■ Point annotation records
....

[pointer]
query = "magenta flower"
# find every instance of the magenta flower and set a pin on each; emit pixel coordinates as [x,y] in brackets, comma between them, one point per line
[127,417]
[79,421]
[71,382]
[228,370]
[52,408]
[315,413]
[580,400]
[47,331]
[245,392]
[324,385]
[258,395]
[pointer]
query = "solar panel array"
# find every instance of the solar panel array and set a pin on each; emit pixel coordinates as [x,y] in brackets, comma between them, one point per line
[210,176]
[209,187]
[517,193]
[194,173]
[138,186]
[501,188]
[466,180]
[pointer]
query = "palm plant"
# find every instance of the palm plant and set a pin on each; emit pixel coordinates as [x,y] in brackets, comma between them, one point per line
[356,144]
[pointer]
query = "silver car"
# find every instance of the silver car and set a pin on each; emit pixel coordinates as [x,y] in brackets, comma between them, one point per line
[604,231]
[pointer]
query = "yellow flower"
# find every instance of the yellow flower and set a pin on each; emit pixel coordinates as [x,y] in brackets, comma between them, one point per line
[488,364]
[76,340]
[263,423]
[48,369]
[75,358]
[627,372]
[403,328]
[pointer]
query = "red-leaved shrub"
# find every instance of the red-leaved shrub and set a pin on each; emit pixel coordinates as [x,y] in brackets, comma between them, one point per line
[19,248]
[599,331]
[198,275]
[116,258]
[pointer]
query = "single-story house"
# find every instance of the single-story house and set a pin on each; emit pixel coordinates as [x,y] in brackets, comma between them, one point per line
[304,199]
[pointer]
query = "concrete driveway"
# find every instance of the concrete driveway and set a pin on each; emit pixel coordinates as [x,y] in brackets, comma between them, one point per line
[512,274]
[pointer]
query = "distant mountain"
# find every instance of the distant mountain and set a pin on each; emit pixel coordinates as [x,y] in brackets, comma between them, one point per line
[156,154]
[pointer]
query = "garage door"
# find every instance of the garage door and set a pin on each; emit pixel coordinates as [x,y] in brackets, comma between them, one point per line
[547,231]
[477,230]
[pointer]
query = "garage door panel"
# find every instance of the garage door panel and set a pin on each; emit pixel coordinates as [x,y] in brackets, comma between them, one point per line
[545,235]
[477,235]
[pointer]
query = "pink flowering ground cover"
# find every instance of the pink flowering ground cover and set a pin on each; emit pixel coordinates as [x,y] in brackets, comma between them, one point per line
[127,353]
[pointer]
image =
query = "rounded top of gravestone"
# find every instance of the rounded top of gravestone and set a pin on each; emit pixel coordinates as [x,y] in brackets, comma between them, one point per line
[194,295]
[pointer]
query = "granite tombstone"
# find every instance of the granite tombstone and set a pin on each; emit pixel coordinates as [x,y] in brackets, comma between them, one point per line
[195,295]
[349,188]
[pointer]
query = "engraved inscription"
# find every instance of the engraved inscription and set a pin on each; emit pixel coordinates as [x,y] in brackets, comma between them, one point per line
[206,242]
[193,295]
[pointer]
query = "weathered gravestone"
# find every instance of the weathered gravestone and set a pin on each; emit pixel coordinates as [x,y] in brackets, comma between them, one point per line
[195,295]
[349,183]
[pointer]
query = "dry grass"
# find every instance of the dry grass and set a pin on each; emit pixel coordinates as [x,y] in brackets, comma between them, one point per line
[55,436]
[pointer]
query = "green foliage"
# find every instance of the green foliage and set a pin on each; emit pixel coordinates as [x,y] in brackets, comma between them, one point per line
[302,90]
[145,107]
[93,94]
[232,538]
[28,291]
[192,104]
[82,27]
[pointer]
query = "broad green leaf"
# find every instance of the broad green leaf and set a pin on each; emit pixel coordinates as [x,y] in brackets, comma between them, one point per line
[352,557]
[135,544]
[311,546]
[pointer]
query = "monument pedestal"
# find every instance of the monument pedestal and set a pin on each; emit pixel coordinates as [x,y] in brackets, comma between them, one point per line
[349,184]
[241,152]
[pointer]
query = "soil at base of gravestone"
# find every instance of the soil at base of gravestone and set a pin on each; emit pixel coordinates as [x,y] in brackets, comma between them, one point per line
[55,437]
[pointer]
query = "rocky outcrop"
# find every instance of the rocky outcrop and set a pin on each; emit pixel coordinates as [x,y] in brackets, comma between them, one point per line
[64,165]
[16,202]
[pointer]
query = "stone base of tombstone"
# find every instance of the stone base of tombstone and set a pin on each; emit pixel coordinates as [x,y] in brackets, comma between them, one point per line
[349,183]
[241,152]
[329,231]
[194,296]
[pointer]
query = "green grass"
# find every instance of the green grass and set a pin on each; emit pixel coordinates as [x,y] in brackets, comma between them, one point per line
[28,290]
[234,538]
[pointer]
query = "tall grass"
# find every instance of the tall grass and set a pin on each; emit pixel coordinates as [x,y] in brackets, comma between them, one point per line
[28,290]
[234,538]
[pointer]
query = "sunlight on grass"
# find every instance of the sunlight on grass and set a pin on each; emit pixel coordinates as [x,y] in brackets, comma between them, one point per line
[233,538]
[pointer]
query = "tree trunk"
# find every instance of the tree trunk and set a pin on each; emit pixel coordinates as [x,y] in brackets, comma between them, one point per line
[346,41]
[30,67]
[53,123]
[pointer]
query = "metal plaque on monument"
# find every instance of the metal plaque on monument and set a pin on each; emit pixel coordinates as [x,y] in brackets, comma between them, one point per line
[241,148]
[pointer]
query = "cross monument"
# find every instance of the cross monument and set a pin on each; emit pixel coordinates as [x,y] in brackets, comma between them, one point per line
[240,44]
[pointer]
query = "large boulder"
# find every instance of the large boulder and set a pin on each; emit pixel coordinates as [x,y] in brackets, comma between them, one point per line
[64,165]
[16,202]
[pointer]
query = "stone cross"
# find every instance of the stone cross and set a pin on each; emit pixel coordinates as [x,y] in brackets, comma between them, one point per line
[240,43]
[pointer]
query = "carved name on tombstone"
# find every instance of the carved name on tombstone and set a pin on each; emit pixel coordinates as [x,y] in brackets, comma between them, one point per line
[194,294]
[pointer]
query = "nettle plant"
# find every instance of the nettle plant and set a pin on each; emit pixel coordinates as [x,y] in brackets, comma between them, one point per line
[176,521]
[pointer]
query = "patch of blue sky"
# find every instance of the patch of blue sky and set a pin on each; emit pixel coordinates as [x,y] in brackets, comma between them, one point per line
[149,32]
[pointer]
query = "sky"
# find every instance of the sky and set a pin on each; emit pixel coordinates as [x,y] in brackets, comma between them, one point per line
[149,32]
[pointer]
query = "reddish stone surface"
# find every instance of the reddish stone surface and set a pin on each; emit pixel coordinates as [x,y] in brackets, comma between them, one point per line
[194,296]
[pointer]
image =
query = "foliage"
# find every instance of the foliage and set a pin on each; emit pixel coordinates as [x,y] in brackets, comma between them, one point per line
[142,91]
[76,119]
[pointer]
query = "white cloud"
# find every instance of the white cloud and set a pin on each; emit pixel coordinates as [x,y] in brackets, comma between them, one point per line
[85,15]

....

■ Requirements
Repeat the material above in full, quoting it exactly.

■ Task output
[pointer]
query = "magenta flower"
# find every instance of the magenta flower and set a pin on each; emit pixel coordinates as [x,y] in brackets, comma between them, one point per line
[127,417]
[79,421]
[71,382]
[228,370]
[52,408]
[315,413]
[580,400]
[47,331]
[245,392]
[324,385]
[258,395]
[pointer]
query = "solar panel array"
# find every instance of the solar panel array and set a pin on each; emit pixel coordinates as [x,y] in brackets, comma between them, one point per line
[210,176]
[209,187]
[517,193]
[194,173]
[138,186]
[501,188]
[466,180]
[pointer]
query = "palm plant"
# find every instance of the palm plant and set a pin on each; emit pixel coordinates as [x,y] in brackets, comma between them, one point per line
[356,144]
[pointer]
query = "silver car"
# find every instance of the silver car and set a pin on each; emit pixel coordinates as [x,y] in brackets, comma between them, one point per line
[604,231]
[pointer]
query = "yellow flower"
# find every instance of the yellow flower and set a pin on each; emit pixel coordinates as [x,y] in brackets, comma between them, one point per line
[488,364]
[76,340]
[263,423]
[48,369]
[75,358]
[627,372]
[403,328]
[pointer]
query = "red-leaved shrub"
# find every instance of the red-leaved shrub and set a pin on each; emit pixel coordinates as [x,y] in brackets, comma between them, one point per line
[19,248]
[599,331]
[198,275]
[116,258]
[pointer]
query = "single-story house"
# find every instance of the single-story house and set a pin on each; emit pixel coordinates as [x,y] in brackets, comma between them, one point per line
[304,199]
[pointer]
query = "concrete driveway"
# find every instance of the concrete driveway and set a pin on each; emit pixel coordinates as [x,y] in brackets, comma between them, one point per line
[512,274]
[pointer]
query = "distant mountain"
# find every instance of the distant mountain and set a pin on each; emit pixel coordinates as [x,y] in brackets, comma between them, one point per line
[156,154]
[pointer]
query = "garage door"
# find every instance of the garage door and set a pin on each; emit pixel coordinates as [x,y] in brackets, comma between them, one point per line
[547,231]
[477,230]
[pointer]
query = "garage door panel"
# find every instance of the garage door panel and set a pin on each; emit pixel coordinates as [x,y] in brackets, comma between them, one point per line
[545,235]
[477,235]
[pointer]
query = "pink flowering ground cover"
# find every instance of the pink flowering ground cover and set a pin on each; emit pixel coordinates as [x,y] in brackets, comma between them, one point per line
[127,353]
[pointer]
image =
query = "rounded top of gravestone"
# find every instance of the rounded top of gravestone and set a pin on each; emit pixel coordinates as [x,y] in brackets, comma between them, one point per line
[194,295]
[pointer]
query = "granite tombstone"
# find every instance of the granite tombstone and set a pin on each; emit pixel coordinates as [x,y] in brackets, comma between them, one point per line
[195,295]
[349,188]
[pointer]
query = "engraved inscription"
# find every instance of the engraved inscription and set a pin on each; emit pixel coordinates as [x,y] in brackets, comma between them, one point per line
[206,242]
[193,295]
[pointer]
query = "weathered gravestone"
# find every instance of the weathered gravestone and set a pin on each; emit pixel coordinates as [x,y] in brackets, comma between them, one point per line
[195,295]
[349,183]
[pointer]
query = "dry grass"
# find every instance of the dry grass and set a pin on each; emit pixel coordinates as [x,y] in brackets, comma between them, one point per line
[55,436]
[pointer]
query = "green foliage"
# find every instance of the green foliage and set a pin on each; emit pixel coordinates as [x,y] in brackets, comma between them, one point per line
[302,90]
[145,107]
[93,94]
[232,538]
[28,291]
[192,104]
[82,27]
[pointer]
query = "broad green leaf"
# find every instance of the broad green leaf and set a pin on each; emit pixel coordinates as [x,y] in brackets, comma between them, one point per line
[352,557]
[135,544]
[311,546]
[pointer]
query = "monument pedestal"
# find every instance of the monument pedestal and set a pin on each; emit pixel coordinates as [x,y] in brackets, comma between them, one point per line
[349,184]
[241,152]
[pointer]
query = "soil at base of gravestone"
# find every instance of the soil at base of gravestone and set a pin on each; emit pixel coordinates as [x,y] in brackets, comma between them, one point per line
[55,437]
[pointer]
query = "rocky outcrop"
# find every instance of the rocky outcrop and set a pin on each; emit pixel coordinates as [x,y] in brackets, comma between them, one point per line
[64,165]
[16,202]
[pointer]
query = "stone base of tombstone"
# find every instance of the stone base of tombstone and set a pin on each; emit pixel coordinates as [x,y] in brackets, comma between them, one point per line
[349,183]
[241,152]
[329,231]
[194,296]
[pointer]
query = "green grass"
# find every instance of the green grass and set a pin on each; emit pixel coordinates as [x,y] in brackets, comma between them, one point per line
[28,290]
[234,538]
[pointer]
query = "tall grass"
# find every instance of the tall grass and set a pin on each; emit pixel coordinates as [x,y] in brackets, comma between them, one point per line
[28,290]
[234,538]
[pointer]
query = "sunlight on grass"
# find every instance of the sunlight on grass and set a pin on each; emit pixel coordinates as [x,y] in brackets, comma between them, one point per line
[233,538]
[pointer]
query = "tree trunk"
# find every instance of the tree trunk and set a pin on each; emit pixel coordinates as [x,y] in brackets, comma between them, one point per line
[346,41]
[30,67]
[53,123]
[pointer]
query = "metal plaque on monument"
# find every instance of the metal plaque on monument and set a pin on each; emit pixel coordinates as [x,y] in brackets, comma between them, one point per line
[241,148]
[pointer]
query = "cross monument"
# find every instance of the cross monument and set a pin on each; emit pixel coordinates as [x,y] in brackets, comma between them, one point per line
[240,44]
[pointer]
query = "large boulder"
# find every instance of the large boulder and set a pin on each; emit pixel coordinates as [x,y] in brackets, comma between them, one point per line
[64,165]
[16,202]
[pointer]
query = "stone cross"
# find every instance of the stone cross and set a pin on each; emit pixel coordinates as [x,y] in brackets, comma between them, one point per line
[240,43]
[pointer]
query = "carved name on tombstone"
# find every instance of the carved name on tombstone and set a pin on each; emit pixel coordinates as [x,y] in brackets, comma between them, one point per line
[194,294]
[pointer]
query = "nettle plant"
# find every instance of the nettle plant and set a pin on each; emit pixel coordinates as [x,y] in brackets, comma between them, one point per line
[176,521]
[pointer]
query = "patch of blue sky"
# find every instance of the patch of blue sky and set a pin on each; emit pixel coordinates as [x,y] in brackets, comma between them, one point per line
[149,32]
[pointer]
query = "sky"
# find every instance of the sky and set a pin on each; emit pixel coordinates as [x,y] in brackets, comma between them, one point per line
[149,32]
[pointer]
query = "reddish stone surface"
# find every instance of the reddish stone surface and set a pin on each; emit pixel coordinates as [x,y] in brackets, comma between them, one point per line
[194,296]
[pointer]
image =
query = "foliage"
# find every instance of the foliage and set a pin on each; emit pixel coordinates as [x,y] in brackets, comma between them, one point per line
[142,91]
[76,119]
[pointer]
query = "white cloud"
# find every instance of the white cloud and set a pin on each; emit pixel coordinates as [x,y] in brackets, comma between them, one point per line
[85,15]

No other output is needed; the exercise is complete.